WHAT YOU WILL DO:
**1)** According to the short answer in the ethylamine problem, what is the approximate pH of the solution?
**2)** Transcribe the entries word for word, from the line containing "the wooden coffee" up to and including the last line of the entries.

PROVIDED TEXT:
####

Question

Calculate the molar concentration of \(\mathrm{OH}^{-}\) ions in a \(0.075 \mathrm{M}\) solution of ethylamine \(\left(\mathrm{C}_{2} \mathrm{H}_{5} \mathrm{NH}_{2} ; K_{b}=6.4 \times 10^{-4}\right) .\) Calcu- late the \(\mathrm{pH}\) of this solution.

Short answer

The molar concentration of OH- ions in the 0.075 M solution of ethylamine is approximately 0.0068 M, and the pH of the solution is approximately 11.83.

Step-by-step solution

Write the balanced chemical equation for the dissociation of the weak base

The ethylamine, C2H5NH2, acts as a weak base and donates a proton to water (H2O) molecules, resulting in the formation of ethylammonium ions (C2H5NH3+) and hydroxide ions (OH-). The balanced chemical equation for this reaction is: C2H5NH2 (aq) + H2O (l) ⇌ C2H5NH3+ (aq) + OH- (aq)

Write the expression for the base dissociation constant (Kb)

The base dissociation constant, Kb, relates the equilibrium concentrations of products and reactants for the above reaction. Kb is given as: Kb = \(\frac{[C_{2}H_{5}NH_{3}^{+}][OH^{-}]}{[C_{2}H_{5}NH_{2}]}\)

####

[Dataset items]

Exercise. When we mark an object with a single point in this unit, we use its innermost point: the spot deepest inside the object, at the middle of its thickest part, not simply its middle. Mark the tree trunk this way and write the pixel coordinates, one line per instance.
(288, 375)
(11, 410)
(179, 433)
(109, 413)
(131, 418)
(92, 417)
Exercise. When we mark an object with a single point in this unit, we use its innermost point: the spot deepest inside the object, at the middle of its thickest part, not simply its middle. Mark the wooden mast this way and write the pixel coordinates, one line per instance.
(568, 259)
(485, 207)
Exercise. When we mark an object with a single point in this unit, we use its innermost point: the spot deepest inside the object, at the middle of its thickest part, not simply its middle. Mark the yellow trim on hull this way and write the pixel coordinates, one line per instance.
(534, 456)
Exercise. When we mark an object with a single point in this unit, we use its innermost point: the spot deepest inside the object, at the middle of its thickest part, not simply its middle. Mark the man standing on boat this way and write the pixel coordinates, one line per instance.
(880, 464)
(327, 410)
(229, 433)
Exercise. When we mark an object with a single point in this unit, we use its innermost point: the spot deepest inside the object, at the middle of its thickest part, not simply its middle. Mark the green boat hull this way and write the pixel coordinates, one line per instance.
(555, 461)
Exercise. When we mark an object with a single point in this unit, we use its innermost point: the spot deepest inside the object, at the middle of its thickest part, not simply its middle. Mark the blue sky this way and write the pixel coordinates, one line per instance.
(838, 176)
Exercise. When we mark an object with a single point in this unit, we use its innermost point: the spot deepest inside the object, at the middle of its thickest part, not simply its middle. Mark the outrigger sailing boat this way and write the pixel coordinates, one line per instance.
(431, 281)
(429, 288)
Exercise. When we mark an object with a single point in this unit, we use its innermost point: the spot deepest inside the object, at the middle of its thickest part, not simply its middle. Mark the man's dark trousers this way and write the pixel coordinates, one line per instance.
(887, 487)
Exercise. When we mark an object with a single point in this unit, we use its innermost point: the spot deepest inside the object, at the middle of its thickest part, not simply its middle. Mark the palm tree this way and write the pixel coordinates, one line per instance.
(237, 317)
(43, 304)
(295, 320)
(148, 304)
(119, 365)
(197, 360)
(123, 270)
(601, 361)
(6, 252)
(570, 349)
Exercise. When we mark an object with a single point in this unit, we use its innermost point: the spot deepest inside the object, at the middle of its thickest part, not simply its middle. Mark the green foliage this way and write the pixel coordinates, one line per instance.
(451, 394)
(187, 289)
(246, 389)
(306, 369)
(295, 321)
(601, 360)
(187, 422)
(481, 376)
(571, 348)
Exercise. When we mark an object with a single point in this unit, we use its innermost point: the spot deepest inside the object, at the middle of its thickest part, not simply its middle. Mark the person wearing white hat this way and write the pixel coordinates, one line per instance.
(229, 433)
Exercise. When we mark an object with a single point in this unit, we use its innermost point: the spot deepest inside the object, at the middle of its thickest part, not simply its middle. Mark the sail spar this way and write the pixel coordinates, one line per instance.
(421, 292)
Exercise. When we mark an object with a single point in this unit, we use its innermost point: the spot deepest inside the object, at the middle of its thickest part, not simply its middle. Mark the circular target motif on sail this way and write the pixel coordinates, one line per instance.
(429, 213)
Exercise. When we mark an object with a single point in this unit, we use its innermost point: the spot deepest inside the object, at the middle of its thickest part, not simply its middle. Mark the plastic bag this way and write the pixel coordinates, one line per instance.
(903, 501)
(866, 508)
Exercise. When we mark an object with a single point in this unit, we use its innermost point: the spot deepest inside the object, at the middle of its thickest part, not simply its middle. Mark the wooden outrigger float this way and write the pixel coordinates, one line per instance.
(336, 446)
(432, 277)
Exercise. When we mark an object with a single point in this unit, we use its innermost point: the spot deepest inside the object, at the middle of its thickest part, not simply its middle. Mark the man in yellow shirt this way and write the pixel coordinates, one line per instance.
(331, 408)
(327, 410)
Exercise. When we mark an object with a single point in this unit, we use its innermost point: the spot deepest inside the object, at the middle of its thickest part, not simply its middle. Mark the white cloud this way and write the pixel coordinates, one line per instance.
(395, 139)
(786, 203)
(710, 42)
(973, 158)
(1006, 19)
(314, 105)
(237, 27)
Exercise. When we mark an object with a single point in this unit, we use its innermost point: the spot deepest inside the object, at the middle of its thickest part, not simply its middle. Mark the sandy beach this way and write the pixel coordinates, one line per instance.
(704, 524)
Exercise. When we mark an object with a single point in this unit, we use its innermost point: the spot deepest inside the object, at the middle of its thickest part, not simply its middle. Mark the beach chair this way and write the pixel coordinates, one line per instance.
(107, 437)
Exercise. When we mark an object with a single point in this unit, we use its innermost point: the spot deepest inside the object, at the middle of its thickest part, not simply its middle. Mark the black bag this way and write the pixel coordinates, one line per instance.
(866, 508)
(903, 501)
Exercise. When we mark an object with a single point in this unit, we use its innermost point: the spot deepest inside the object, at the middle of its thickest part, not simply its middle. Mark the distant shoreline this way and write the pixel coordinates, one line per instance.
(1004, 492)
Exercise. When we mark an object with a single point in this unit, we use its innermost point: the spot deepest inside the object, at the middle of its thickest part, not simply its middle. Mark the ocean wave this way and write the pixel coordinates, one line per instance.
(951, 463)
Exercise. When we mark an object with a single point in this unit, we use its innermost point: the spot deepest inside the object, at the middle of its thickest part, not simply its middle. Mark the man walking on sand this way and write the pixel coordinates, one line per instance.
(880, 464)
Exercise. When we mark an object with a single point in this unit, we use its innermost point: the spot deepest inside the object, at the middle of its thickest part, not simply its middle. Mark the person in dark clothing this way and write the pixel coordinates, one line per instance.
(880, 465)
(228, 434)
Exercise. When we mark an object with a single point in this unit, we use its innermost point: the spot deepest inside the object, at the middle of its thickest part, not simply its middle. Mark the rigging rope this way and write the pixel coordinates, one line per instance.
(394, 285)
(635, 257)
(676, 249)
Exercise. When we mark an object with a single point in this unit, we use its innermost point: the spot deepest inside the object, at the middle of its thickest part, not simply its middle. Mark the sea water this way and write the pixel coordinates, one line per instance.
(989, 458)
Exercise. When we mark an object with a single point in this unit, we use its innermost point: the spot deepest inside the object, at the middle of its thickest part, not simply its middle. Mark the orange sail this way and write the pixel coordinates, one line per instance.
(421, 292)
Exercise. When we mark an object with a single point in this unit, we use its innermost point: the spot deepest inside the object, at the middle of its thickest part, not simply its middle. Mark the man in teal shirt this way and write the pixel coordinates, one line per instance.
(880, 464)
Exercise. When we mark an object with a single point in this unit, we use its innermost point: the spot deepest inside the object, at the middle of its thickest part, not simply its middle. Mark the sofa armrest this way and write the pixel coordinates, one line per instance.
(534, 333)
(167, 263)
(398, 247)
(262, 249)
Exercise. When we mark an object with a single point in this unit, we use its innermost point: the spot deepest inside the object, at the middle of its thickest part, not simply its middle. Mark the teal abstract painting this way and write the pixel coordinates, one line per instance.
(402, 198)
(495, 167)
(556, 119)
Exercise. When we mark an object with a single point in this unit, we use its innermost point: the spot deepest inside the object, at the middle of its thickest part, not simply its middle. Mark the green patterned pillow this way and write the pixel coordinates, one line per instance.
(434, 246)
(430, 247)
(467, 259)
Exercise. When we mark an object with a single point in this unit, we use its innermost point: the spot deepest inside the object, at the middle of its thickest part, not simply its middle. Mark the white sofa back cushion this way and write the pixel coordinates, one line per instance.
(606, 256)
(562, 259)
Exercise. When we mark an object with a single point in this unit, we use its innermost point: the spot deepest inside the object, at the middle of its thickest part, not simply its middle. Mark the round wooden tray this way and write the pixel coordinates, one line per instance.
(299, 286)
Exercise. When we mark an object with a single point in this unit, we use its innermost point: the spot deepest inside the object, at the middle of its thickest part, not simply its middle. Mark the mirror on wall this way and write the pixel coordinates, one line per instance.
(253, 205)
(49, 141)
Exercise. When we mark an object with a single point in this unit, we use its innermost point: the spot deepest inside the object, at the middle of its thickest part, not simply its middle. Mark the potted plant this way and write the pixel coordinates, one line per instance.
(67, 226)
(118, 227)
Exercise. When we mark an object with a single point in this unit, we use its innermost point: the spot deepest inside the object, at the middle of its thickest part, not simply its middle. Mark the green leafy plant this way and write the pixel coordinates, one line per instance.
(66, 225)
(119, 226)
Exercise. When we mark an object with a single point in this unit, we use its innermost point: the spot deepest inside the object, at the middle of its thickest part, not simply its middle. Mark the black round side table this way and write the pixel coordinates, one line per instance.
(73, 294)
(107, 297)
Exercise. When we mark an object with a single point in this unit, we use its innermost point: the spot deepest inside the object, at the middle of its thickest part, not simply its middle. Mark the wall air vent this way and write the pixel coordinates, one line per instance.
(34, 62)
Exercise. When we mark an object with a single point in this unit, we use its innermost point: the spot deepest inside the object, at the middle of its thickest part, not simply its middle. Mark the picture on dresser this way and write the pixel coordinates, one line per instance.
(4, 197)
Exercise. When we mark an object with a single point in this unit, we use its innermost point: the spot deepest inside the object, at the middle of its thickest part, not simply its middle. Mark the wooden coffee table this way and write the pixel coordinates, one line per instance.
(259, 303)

####

EXERCISE RESULTS:
**1)** Approximately 11.83.

**2)**
Exercise. When we mark an object with a single point in this unit, we use its innermost point: the spot deepest inside the object, at the middle of its thickest part, not simply its middle. Mark the wooden coffee table this way and write the pixel coordinates, one line per instance.
(259, 303)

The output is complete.